Excerto a ler:
----------
De olhos num papel, rabisca-o nervosamente.

Chego ao hospital e descubro que conheço o médico que chefia a urgência. Sorte? Eu não acredito na sorte.

Estarrecidas a olhar para as minhas análises, duas jovens médicas não querem crer que eu tenha trabalhado todo o dia.

- Ímpossível! - alegam elas - com estes valores é impossível!Nem se aguentava em pé!

Mas aguentei todo o dia. Por isso estou cansada. Mas bem disposta, de qualquer forma.

- Então estou no Serviço de Urgência e o George Clooney não está cá? - brinco eu com as Paulas que entretanto tinham corrido para o hospital: A "minha" Paula e a outra Paula, amiga, funcionária do hospital.

Como me dizem que tenho que ficar por lá, o João leva a Joana para casa e promete voltar amanhã. A Joana chora e o pai esforça-se por manter o sorriso.

As Paulas ficam até à meia-noite. Rimos todo o tempo dizendo todo o tipo de disparates. Provavelmente para espantar os maus pensamentos.
----------
Tarefa 1: Enumera, pela ordem em que surgem no excerto, os nomes próprios de pessoas que nele aparecem. Indica cada nome uma só vez.
Tarefa 2: Devolve do excerto, sem qualquer alteração, o trecho que vai de "De olhos num" até "trabalhado todo o dia.".

Dados fornecidos:
----------
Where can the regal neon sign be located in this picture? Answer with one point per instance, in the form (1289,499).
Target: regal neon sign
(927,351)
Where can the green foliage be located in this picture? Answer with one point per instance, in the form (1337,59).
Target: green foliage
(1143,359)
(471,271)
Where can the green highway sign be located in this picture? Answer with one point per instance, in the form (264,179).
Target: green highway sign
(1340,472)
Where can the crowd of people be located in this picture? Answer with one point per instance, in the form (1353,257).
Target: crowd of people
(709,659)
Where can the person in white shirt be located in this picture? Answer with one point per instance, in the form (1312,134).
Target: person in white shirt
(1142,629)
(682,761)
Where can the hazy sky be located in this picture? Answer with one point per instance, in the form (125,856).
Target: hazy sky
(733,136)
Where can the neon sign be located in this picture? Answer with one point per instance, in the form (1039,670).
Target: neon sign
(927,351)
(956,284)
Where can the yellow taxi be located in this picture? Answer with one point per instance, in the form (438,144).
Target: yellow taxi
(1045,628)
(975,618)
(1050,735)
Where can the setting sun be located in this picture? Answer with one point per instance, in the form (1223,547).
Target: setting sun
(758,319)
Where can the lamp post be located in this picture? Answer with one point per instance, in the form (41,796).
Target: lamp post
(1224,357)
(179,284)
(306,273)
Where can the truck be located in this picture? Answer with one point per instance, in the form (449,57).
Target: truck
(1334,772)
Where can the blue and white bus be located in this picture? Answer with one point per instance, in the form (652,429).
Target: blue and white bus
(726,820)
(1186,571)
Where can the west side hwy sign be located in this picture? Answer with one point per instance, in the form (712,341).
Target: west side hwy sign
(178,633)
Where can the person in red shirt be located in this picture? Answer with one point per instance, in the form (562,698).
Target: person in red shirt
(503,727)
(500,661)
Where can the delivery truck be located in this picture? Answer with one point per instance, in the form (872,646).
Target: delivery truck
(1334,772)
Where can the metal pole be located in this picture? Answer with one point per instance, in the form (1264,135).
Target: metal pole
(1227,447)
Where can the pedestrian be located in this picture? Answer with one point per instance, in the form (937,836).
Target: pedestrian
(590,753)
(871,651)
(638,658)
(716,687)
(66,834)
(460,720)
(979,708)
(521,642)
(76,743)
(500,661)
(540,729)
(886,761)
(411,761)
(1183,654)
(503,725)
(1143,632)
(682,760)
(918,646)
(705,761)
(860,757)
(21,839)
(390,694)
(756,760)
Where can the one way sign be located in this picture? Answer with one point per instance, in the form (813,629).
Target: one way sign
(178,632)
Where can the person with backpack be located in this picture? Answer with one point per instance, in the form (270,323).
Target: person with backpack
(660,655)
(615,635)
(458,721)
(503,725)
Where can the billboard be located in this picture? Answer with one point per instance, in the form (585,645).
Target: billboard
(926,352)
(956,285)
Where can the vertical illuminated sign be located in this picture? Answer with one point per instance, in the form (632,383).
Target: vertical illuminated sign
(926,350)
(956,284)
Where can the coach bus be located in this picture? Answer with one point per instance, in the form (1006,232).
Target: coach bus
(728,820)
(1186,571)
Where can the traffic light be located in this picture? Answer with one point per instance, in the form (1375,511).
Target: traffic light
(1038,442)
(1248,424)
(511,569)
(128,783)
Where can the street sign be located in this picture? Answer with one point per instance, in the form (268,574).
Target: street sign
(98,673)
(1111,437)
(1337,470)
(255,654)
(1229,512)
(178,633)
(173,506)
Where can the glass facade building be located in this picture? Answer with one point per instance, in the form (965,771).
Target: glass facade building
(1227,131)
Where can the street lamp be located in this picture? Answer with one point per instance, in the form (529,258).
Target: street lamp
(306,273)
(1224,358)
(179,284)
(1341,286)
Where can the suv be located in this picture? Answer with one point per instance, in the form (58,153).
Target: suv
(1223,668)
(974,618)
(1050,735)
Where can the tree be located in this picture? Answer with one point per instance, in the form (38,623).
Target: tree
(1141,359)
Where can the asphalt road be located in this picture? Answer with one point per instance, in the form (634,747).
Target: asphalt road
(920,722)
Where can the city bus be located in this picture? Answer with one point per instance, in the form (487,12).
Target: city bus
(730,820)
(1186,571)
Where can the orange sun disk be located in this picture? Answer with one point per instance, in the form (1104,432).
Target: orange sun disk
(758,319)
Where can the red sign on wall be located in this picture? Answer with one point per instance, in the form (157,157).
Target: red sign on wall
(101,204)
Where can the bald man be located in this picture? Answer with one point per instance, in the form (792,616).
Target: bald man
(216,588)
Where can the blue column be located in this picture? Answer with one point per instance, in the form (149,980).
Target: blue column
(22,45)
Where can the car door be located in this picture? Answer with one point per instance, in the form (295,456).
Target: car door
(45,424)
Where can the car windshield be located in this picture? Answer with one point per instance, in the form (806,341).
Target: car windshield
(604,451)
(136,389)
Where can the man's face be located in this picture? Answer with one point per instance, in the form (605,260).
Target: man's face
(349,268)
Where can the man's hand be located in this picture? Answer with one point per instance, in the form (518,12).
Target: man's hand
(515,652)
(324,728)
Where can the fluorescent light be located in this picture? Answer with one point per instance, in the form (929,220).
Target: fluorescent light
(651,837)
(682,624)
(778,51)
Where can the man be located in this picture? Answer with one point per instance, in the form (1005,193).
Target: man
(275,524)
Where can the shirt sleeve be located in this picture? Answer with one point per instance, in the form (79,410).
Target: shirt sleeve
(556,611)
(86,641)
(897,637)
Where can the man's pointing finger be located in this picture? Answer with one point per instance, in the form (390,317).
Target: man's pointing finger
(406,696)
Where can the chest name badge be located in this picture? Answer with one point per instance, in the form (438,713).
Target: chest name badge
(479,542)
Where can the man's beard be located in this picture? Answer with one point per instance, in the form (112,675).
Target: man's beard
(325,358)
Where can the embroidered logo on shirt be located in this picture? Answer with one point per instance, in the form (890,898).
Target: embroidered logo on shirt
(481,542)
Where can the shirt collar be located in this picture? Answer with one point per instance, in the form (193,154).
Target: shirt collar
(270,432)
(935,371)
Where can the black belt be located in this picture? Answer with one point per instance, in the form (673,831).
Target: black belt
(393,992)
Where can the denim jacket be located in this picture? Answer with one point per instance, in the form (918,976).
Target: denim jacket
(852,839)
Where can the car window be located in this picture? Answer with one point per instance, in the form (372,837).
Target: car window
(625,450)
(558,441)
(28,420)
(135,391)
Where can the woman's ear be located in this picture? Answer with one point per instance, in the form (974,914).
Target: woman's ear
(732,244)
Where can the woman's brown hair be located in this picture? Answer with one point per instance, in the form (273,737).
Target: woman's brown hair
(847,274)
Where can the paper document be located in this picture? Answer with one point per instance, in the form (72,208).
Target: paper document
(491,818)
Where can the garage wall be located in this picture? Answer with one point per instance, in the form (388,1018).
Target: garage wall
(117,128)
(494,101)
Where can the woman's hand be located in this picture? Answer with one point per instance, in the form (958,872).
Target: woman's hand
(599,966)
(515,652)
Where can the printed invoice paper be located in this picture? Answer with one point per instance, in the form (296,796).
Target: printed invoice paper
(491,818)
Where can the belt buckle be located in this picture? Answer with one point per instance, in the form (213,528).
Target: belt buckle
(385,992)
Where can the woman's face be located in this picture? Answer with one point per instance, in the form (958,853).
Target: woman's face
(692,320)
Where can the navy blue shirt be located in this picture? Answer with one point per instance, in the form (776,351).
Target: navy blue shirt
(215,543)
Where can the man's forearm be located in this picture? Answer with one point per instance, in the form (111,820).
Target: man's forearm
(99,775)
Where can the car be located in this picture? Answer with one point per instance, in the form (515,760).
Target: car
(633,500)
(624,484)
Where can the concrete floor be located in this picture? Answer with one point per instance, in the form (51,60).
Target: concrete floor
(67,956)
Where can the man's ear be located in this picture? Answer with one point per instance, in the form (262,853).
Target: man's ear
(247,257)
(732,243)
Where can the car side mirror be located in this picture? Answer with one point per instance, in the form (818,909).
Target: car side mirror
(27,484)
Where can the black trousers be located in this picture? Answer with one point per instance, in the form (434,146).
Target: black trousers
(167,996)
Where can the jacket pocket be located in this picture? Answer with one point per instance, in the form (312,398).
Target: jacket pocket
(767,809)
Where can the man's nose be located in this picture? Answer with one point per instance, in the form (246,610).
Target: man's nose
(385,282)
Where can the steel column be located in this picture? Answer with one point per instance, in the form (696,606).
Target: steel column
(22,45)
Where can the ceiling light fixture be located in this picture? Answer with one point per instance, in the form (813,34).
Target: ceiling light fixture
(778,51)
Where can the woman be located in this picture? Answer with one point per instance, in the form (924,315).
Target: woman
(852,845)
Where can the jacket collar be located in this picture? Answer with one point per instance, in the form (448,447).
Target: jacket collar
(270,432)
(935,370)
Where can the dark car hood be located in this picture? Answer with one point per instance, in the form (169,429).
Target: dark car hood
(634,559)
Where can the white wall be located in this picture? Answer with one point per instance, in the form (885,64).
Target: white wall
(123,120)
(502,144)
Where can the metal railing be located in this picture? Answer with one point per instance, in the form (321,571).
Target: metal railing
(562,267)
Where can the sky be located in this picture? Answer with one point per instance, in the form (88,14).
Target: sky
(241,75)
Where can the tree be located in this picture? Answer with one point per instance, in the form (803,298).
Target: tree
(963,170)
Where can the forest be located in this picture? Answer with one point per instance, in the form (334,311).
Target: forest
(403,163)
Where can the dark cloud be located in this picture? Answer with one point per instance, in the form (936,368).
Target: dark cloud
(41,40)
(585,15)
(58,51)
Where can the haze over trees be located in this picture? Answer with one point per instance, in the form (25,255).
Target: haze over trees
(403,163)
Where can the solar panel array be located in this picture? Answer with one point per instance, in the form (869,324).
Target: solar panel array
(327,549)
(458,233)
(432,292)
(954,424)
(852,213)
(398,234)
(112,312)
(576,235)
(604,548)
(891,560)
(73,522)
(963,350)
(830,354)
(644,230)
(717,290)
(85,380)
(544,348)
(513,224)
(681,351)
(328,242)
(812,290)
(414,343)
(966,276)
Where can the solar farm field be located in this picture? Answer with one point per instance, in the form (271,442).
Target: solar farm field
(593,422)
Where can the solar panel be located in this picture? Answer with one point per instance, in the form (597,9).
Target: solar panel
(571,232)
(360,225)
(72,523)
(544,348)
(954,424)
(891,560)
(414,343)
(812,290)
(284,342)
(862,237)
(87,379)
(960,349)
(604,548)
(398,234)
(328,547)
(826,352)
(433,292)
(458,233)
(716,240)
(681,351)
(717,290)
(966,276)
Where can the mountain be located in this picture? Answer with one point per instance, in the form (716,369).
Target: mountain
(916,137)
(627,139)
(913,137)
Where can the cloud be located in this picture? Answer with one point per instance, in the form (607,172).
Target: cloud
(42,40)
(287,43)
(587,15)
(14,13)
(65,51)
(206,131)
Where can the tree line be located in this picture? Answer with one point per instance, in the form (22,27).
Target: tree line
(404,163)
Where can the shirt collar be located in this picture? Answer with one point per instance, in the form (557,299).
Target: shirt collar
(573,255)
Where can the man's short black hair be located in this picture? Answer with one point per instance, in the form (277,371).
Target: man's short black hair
----------
Resultado 1: George Clooney, Paula, João, Joana

Resultado 2:
De olhos num papel, rabisca-o nervosamente.

Chego ao hospital e descubro que conheço o médico que chefia a urgência. Sorte? Eu não acredito na sorte.

Estarrecidas a olhar para as minhas análises, duas jovens médicas não querem crer que eu tenha trabalhado todo o dia.